Written instruction:
Output the data below in full, byte for byte. Nothing may differ.

Supplied entries:
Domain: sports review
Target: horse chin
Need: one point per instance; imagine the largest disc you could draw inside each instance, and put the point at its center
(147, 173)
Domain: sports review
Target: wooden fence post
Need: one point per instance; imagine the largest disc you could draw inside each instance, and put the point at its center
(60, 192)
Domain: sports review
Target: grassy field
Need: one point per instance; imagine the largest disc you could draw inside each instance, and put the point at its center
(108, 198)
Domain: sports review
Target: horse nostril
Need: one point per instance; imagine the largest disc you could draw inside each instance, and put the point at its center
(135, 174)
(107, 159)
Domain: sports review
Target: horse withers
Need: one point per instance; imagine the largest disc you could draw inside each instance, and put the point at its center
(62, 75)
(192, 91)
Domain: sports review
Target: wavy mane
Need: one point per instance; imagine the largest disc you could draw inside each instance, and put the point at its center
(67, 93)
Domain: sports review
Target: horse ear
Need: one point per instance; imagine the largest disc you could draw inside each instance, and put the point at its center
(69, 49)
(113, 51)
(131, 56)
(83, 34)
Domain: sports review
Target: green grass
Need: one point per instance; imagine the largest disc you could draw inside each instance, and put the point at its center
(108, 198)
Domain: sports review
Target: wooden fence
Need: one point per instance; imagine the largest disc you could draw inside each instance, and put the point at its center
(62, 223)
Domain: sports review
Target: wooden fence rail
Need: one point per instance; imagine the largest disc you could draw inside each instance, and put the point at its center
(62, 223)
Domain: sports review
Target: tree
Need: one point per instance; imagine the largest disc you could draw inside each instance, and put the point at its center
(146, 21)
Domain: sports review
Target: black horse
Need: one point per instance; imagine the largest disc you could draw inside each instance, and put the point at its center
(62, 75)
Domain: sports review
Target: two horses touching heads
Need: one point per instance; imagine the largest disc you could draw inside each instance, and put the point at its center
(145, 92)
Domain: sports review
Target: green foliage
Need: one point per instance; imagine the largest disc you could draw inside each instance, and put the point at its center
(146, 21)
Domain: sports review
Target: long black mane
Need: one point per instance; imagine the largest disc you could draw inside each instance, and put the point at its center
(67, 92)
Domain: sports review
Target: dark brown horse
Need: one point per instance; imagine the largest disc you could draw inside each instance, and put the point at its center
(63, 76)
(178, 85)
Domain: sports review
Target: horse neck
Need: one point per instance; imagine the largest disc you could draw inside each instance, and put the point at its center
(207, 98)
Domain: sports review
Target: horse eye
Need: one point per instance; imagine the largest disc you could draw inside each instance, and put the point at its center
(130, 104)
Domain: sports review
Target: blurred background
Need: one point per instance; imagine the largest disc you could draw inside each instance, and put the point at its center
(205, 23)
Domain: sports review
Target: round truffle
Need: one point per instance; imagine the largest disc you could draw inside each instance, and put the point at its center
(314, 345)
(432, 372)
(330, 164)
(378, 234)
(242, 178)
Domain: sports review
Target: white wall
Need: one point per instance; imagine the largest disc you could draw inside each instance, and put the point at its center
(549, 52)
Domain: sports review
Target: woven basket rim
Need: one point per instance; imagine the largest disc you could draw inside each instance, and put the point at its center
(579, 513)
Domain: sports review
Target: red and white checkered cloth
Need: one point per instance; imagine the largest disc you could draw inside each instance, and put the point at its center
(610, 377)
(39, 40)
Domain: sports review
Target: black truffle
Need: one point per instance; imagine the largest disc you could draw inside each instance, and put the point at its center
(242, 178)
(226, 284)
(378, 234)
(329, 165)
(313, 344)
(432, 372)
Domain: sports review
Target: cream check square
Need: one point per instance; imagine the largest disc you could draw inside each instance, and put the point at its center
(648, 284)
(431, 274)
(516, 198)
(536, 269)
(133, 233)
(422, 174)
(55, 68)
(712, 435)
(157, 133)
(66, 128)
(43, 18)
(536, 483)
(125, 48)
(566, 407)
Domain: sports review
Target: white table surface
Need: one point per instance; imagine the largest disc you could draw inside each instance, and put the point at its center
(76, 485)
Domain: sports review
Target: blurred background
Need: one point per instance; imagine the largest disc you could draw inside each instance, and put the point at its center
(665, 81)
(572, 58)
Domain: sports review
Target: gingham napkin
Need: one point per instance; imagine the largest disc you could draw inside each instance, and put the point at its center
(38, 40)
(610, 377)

Output for this task:
Domain: sports review
Target: horse chin
Need: one point per instance; imagine the largest disc you could draw inside each instance, and put the point at its center
(147, 173)
Domain: sports review
Target: wooden fence post
Need: one point per instance; imagine the largest disc you could draw inside each instance, and put the point at its center
(60, 192)
Domain: sports review
Target: grassy field
Need: one point per instance; imagine the largest disc you could draw inside each instance, and put the point at its center
(108, 198)
Domain: sports review
Target: horse nostril
Need: one point per instance; imagine the largest disc you could draw inside each instance, and put the point at its center
(135, 174)
(107, 159)
Domain: sports review
Target: horse withers
Need: one point per instance; imagine the largest disc you could draw inside each instance, and put the point at its center
(62, 75)
(192, 91)
Domain: sports review
Target: wavy mane
Need: one point per instance; imagine the largest disc you could draw inside each instance, and put the point at its center
(67, 93)
Domain: sports review
Target: horse ear
Need: one point per instance; imagine the largest disc you could draw inside each instance, and put the point at its center
(69, 49)
(113, 51)
(131, 56)
(83, 34)
Domain: sports review
Target: green grass
Need: one point per instance; imagine the largest disc you could draw inside each instance, and put the point at its center
(108, 198)
Domain: sports review
Target: wooden fence
Need: one point per instance; imagine the largest disc you could draw inside each instance, and put the point at its center
(62, 223)
Domain: sports review
Target: wooden fence rail
Need: one point per instance; imagine the largest disc you could draw inside each instance, and put the point at its center
(62, 223)
Domain: sports review
Target: tree
Need: one point per instance; imagine the largest disc you could draw inside each instance, and put the point at its center
(146, 21)
Domain: sports review
Target: black horse
Need: one point per instance; imagine the largest disc you could draw inside each instance, and put the point at its center
(62, 75)
Domain: sports review
Target: two horses touching heads
Need: one point per instance; imagine the largest disc you could draw inside each instance, and put the point at its center
(145, 92)
Domain: sports review
Target: green foliage
Need: one point per instance; imagine the largest disc you could draw inside each instance, and put the point at its center
(146, 21)
Domain: sports review
Target: long black mane
Need: one point per instance; imagine the largest disc you could draw inside each instance, and put the point at its center
(67, 92)
Domain: sports review
Target: dark brown horse
Need: one point per instance; imagine the largest disc you could draw inside each instance, and put the point at its center
(63, 76)
(178, 85)
Domain: sports review
Target: horse neck
Need: one point per instance; imagine the largest disc you could draw inside each instance, and put the point at its center
(207, 98)
Domain: sports review
Target: horse eye
Need: one point per instance; imagine the largest disc you could draw inside each instance, and put the point at its center
(130, 104)
Domain: sports review
Target: blurred background
Need: one point per instance; imagine the largest disc you could draw inside each instance, and put the point at its center
(205, 23)
Domain: sports review
Target: round truffle
Need: one point per instance; imagine the largest disc you could draw inside each instance, and put the point at its center
(314, 345)
(432, 372)
(330, 164)
(378, 234)
(242, 178)
Domain: sports review
Target: white wall
Need: one point per instance; imagine the largest disc you could draw inside each instance, and put the point at its center
(549, 52)
Domain: sports review
Target: woven basket rim
Need: one point per instance; imagine the largest disc you could draw inside each instance, and put the point at its center
(579, 513)
Domain: sports review
Target: red and white checkered cloth
Need: one point per instance; imagine the largest disc you could draw inside each instance, and put the point at its center
(610, 377)
(39, 40)
Domain: sports review
Target: black truffle
Need: one point per instance; imagine the largest disc you could draw inside each instance, and put the point at its center
(242, 178)
(226, 284)
(378, 234)
(329, 165)
(313, 344)
(432, 372)
Domain: sports review
Target: cream check square
Need: one point per instance; imagine the largest disc you could draw inside each instance, and put the point at its center
(648, 284)
(431, 274)
(516, 198)
(536, 269)
(133, 233)
(422, 174)
(55, 68)
(712, 435)
(157, 133)
(66, 128)
(43, 18)
(536, 483)
(125, 48)
(566, 407)
Domain: sports review
Target: white table surface
Need: one point per instance; imagine the largest disc you could draw inside each instance, and put the point at its center
(76, 485)
Domain: sports review
Target: blurred background
Need: one point per instance; imagine the largest disc you could draw inside each instance, and put the point at its center
(665, 81)
(572, 58)
Domain: sports review
Target: gingham napkin
Need: one point per instance; imagine the largest disc you could draw inside each instance, and put the point at its center
(38, 40)
(610, 377)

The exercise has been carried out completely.